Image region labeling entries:
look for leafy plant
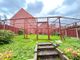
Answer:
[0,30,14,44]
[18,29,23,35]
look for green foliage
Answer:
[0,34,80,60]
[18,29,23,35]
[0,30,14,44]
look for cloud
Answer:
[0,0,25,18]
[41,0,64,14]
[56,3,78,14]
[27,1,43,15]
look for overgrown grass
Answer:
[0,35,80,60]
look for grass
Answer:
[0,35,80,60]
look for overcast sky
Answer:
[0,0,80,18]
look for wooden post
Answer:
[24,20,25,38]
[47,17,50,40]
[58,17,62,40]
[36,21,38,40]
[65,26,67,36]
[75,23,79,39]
...
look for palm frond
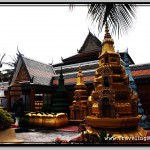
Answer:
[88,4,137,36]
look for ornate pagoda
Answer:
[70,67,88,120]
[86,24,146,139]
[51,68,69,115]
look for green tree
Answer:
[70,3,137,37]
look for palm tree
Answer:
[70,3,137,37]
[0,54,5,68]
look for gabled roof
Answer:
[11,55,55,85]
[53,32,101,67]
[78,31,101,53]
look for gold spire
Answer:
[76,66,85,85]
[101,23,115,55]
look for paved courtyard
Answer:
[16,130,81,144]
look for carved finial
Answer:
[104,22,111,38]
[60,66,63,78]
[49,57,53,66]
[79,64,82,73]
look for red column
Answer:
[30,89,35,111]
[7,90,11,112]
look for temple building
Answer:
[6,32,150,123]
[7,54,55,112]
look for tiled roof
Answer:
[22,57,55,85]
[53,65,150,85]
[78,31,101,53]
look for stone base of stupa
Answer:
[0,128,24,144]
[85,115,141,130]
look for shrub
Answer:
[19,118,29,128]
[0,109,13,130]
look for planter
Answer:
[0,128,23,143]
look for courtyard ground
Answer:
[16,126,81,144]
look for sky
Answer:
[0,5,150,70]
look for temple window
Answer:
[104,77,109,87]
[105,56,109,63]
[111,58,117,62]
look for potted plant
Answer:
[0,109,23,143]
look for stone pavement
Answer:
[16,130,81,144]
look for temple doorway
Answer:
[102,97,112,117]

→ **Goal of the exercise**: Reproduce the lines above, from the line that contains "look for sky" through the line that contains "[102,97,112,117]", without changing anything.

→ **Finished task**:
look for sky
Answer:
[0,5,150,70]
look for temple window
Answer:
[104,77,109,87]
[105,56,109,63]
[111,58,117,62]
look for potted plant
Answer:
[0,109,23,143]
look for stone pavement
Answer:
[16,130,81,144]
look for temple doorway
Answer:
[102,97,112,117]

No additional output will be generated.